Lay out all of the entries below as a two-column CSV with the headers "instruction" and "boxes", giving one row per instruction with its text and its answer. Each goes in a single quoted field with line breaks replaced by spaces, and the pictures are omitted.

##### Data provided

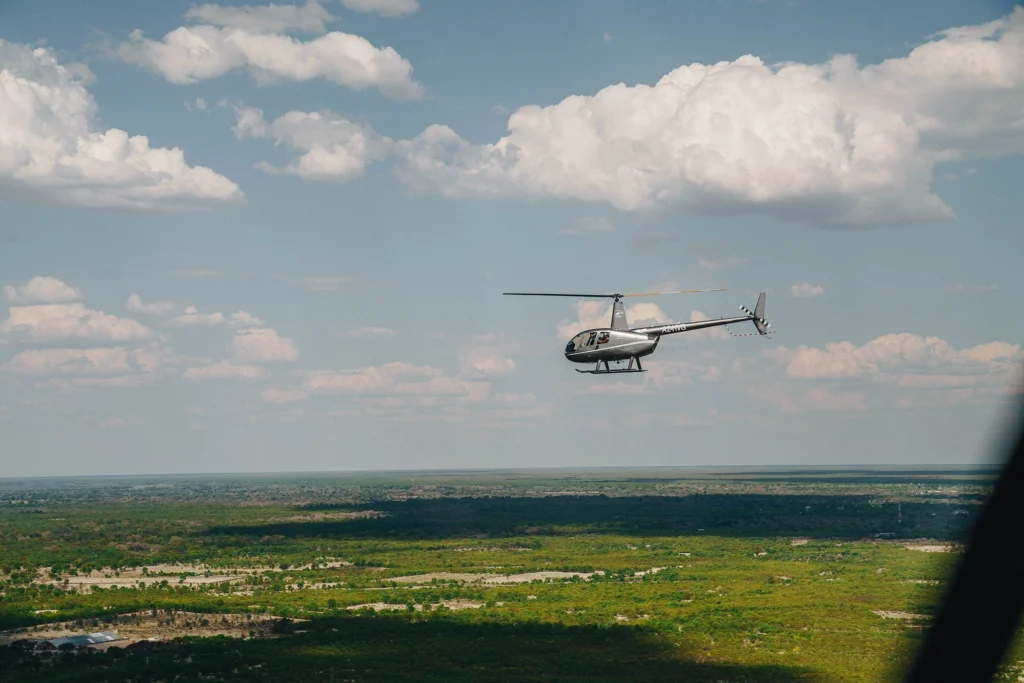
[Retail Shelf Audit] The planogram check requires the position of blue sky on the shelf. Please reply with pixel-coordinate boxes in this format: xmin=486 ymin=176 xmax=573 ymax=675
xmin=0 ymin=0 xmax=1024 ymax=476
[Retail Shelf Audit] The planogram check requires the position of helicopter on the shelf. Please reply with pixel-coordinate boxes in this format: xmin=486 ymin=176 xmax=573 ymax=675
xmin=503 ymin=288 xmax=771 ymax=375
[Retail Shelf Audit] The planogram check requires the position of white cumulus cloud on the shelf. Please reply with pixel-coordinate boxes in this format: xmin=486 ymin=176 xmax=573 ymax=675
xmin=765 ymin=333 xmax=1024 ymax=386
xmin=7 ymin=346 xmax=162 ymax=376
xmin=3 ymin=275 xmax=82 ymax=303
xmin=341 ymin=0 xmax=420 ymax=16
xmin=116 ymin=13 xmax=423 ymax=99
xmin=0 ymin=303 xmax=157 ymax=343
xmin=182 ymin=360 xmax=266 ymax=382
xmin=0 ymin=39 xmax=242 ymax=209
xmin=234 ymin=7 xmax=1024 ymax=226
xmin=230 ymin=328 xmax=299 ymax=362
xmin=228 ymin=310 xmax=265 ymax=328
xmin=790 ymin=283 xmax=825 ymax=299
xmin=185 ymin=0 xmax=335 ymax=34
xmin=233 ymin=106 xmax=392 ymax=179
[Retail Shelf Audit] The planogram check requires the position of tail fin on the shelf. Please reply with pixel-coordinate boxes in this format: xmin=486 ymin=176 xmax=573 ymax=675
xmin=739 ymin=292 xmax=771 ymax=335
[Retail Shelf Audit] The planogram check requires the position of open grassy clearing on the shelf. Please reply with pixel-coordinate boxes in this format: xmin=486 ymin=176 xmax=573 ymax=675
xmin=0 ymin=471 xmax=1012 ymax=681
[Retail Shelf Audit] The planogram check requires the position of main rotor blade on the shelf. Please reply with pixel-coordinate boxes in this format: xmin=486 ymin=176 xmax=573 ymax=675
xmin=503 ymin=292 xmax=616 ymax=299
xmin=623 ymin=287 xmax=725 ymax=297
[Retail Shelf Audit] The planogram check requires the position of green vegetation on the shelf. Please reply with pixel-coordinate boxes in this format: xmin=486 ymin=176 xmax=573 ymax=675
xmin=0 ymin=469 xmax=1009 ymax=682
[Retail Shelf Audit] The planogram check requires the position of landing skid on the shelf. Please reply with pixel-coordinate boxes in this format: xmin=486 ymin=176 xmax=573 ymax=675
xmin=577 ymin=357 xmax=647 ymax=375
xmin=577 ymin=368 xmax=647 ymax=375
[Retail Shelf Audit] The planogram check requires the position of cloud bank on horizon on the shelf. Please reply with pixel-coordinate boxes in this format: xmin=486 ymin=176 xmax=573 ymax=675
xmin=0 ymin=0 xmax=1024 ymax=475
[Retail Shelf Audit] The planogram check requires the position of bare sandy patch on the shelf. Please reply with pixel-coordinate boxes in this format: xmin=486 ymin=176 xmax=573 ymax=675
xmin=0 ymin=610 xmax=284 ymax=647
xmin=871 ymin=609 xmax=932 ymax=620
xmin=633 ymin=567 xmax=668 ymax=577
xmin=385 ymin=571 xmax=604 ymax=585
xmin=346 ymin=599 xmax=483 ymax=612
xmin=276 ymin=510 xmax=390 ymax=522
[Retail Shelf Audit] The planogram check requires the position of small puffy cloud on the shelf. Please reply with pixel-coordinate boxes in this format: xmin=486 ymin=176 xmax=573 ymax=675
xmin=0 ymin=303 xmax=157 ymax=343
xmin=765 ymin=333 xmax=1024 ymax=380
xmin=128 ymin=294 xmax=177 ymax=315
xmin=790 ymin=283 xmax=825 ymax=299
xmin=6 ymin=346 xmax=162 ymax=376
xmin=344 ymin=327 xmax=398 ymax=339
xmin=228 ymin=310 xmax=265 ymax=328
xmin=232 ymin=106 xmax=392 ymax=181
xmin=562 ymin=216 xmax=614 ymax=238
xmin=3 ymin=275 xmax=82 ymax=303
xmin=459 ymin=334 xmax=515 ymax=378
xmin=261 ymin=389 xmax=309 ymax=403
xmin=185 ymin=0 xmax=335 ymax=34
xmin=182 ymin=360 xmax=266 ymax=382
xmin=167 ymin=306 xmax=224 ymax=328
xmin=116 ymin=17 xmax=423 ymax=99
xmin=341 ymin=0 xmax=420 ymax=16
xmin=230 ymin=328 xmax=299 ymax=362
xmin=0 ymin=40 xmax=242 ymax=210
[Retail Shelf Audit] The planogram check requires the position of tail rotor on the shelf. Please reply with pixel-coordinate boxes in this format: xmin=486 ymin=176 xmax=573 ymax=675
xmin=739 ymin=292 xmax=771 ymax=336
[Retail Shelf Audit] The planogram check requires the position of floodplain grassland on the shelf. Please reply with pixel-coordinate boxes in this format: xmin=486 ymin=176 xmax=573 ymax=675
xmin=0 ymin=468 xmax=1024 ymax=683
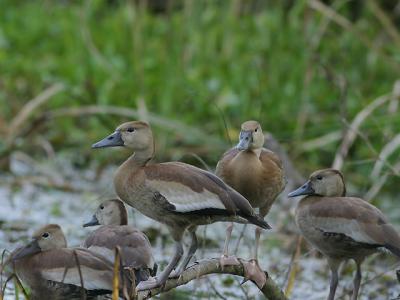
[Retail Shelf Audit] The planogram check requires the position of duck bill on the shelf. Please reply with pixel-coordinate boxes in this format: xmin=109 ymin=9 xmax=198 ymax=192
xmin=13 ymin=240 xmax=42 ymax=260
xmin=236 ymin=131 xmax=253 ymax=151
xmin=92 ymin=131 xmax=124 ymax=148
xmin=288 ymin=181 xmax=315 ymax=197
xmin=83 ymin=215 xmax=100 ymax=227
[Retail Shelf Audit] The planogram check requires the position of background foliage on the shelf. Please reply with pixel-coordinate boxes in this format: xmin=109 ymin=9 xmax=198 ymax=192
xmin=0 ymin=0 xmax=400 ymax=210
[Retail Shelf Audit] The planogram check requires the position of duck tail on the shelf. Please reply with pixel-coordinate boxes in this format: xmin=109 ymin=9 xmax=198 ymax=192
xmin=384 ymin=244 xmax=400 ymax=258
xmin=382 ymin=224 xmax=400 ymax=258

##########

- [Written answer]
instruction,boxes
"[Retail Shelf Audit] The planogram check requires the position of blue sky on the shelf. Please reply with pixel-coordinate boxes in this format: xmin=486 ymin=176 xmax=573 ymax=675","xmin=0 ymin=0 xmax=1024 ymax=476"
"[Retail Shelf Audit] The planogram check requires the position of helicopter on the shelf. Please reply with pixel-coordinate boxes in this format: xmin=486 ymin=176 xmax=573 ymax=675","xmin=503 ymin=288 xmax=771 ymax=375"
"[Retail Shelf Audit] The planogram check requires the position of white cumulus cloud on the shelf. Please reply with pixel-coordinate boxes in this format: xmin=486 ymin=176 xmax=573 ymax=675","xmin=765 ymin=333 xmax=1024 ymax=386 xmin=7 ymin=346 xmax=162 ymax=376 xmin=3 ymin=275 xmax=82 ymax=303 xmin=341 ymin=0 xmax=420 ymax=16 xmin=116 ymin=13 xmax=423 ymax=99 xmin=0 ymin=303 xmax=157 ymax=343 xmin=182 ymin=360 xmax=266 ymax=382 xmin=0 ymin=39 xmax=242 ymax=209 xmin=234 ymin=7 xmax=1024 ymax=226 xmin=230 ymin=328 xmax=299 ymax=362 xmin=228 ymin=310 xmax=265 ymax=328 xmin=790 ymin=283 xmax=825 ymax=299 xmin=185 ymin=0 xmax=335 ymax=34 xmin=233 ymin=106 xmax=392 ymax=179"
"[Retail Shelf Audit] The planogram check requires the position of tail fin on the shelf. Please reply with pixel-coordinate boxes in this format: xmin=486 ymin=176 xmax=573 ymax=675","xmin=739 ymin=292 xmax=771 ymax=335"
"[Retail Shelf Audit] The planogram check requires the position of open grassy clearing on the shelf. Please reply with pixel-coordinate boxes in this format: xmin=486 ymin=176 xmax=573 ymax=675","xmin=0 ymin=471 xmax=1012 ymax=681"
"[Retail Shelf Audit] The planogram check requires the position of main rotor blade on the shelf. Please reply with pixel-coordinate boxes in this format: xmin=486 ymin=176 xmax=573 ymax=675","xmin=503 ymin=292 xmax=616 ymax=299 xmin=623 ymin=287 xmax=725 ymax=297"
"[Retail Shelf Audit] The planogram check requires the position of green vegetation on the shelf. Please reply with pixel-coordinate boxes in this format: xmin=486 ymin=176 xmax=573 ymax=675","xmin=0 ymin=469 xmax=1009 ymax=682"
"[Retail Shelf Audit] The planogram check requires the position of landing skid on the shelf. Please reply with pixel-coordinate boxes in this format: xmin=486 ymin=176 xmax=573 ymax=675","xmin=577 ymin=357 xmax=647 ymax=375 xmin=577 ymin=368 xmax=647 ymax=375"
"[Retail Shelf Audit] The planogram check requires the position of cloud bank on horizon on the shelf. Please reply with pixel-coordinate boxes in this format: xmin=486 ymin=176 xmax=573 ymax=675","xmin=0 ymin=0 xmax=1024 ymax=475"
"[Retail Shelf Audit] The planogram check requires the position of bare sandy patch on the shelf. Please reply with pixel-coordinate boxes in this format: xmin=486 ymin=176 xmax=573 ymax=675","xmin=0 ymin=610 xmax=284 ymax=647 xmin=871 ymin=609 xmax=932 ymax=620 xmin=633 ymin=567 xmax=668 ymax=577 xmin=385 ymin=571 xmax=604 ymax=585 xmin=346 ymin=599 xmax=483 ymax=612 xmin=276 ymin=510 xmax=390 ymax=522"
"[Retail Shelf Audit] The planogram check requires the position of small puffy cloud on the shelf. Please reply with pixel-coordinate boxes in this format: xmin=486 ymin=176 xmax=573 ymax=675","xmin=0 ymin=303 xmax=157 ymax=343 xmin=765 ymin=333 xmax=1024 ymax=380 xmin=128 ymin=294 xmax=177 ymax=315 xmin=790 ymin=283 xmax=825 ymax=299 xmin=6 ymin=346 xmax=162 ymax=376 xmin=344 ymin=327 xmax=398 ymax=339 xmin=228 ymin=310 xmax=265 ymax=328 xmin=232 ymin=106 xmax=392 ymax=181 xmin=562 ymin=216 xmax=614 ymax=238 xmin=3 ymin=275 xmax=82 ymax=303 xmin=459 ymin=334 xmax=515 ymax=378 xmin=261 ymin=389 xmax=309 ymax=403 xmin=185 ymin=0 xmax=335 ymax=34 xmin=182 ymin=360 xmax=266 ymax=382 xmin=167 ymin=306 xmax=224 ymax=328 xmin=116 ymin=17 xmax=423 ymax=99 xmin=341 ymin=0 xmax=420 ymax=16 xmin=230 ymin=328 xmax=299 ymax=362 xmin=0 ymin=40 xmax=242 ymax=210"
"[Retail Shelf Audit] The planogram check requires the position of tail rotor on the shelf. Please reply with pixel-coordinate boxes in this format: xmin=486 ymin=176 xmax=573 ymax=675","xmin=739 ymin=292 xmax=771 ymax=336"
"[Retail Shelf Audit] The planogram check requires the position of floodplain grassland on the shelf. Please reply with pixel-coordinate boxes in this format: xmin=486 ymin=176 xmax=573 ymax=675","xmin=0 ymin=468 xmax=1024 ymax=683"
"[Retail Shelf Audit] The planogram check requires the position of duck bill on the shelf. Please reply with pixel-coordinate boxes in this format: xmin=109 ymin=9 xmax=198 ymax=192","xmin=13 ymin=240 xmax=42 ymax=260 xmin=236 ymin=131 xmax=253 ymax=151 xmin=92 ymin=131 xmax=124 ymax=148 xmin=288 ymin=181 xmax=315 ymax=197 xmin=83 ymin=215 xmax=100 ymax=227"
"[Retail Shelf Audit] The planogram check requires the position of background foliage on the shelf. Please reply with pixel-coordinate boxes in this format: xmin=109 ymin=9 xmax=198 ymax=192","xmin=0 ymin=0 xmax=400 ymax=210"
"[Retail Shelf Audit] The planogram check requires the position of duck tail on the shelf. Please reply with pixel-coordinate boxes in this format: xmin=109 ymin=9 xmax=198 ymax=192","xmin=384 ymin=244 xmax=400 ymax=258 xmin=382 ymin=224 xmax=400 ymax=258"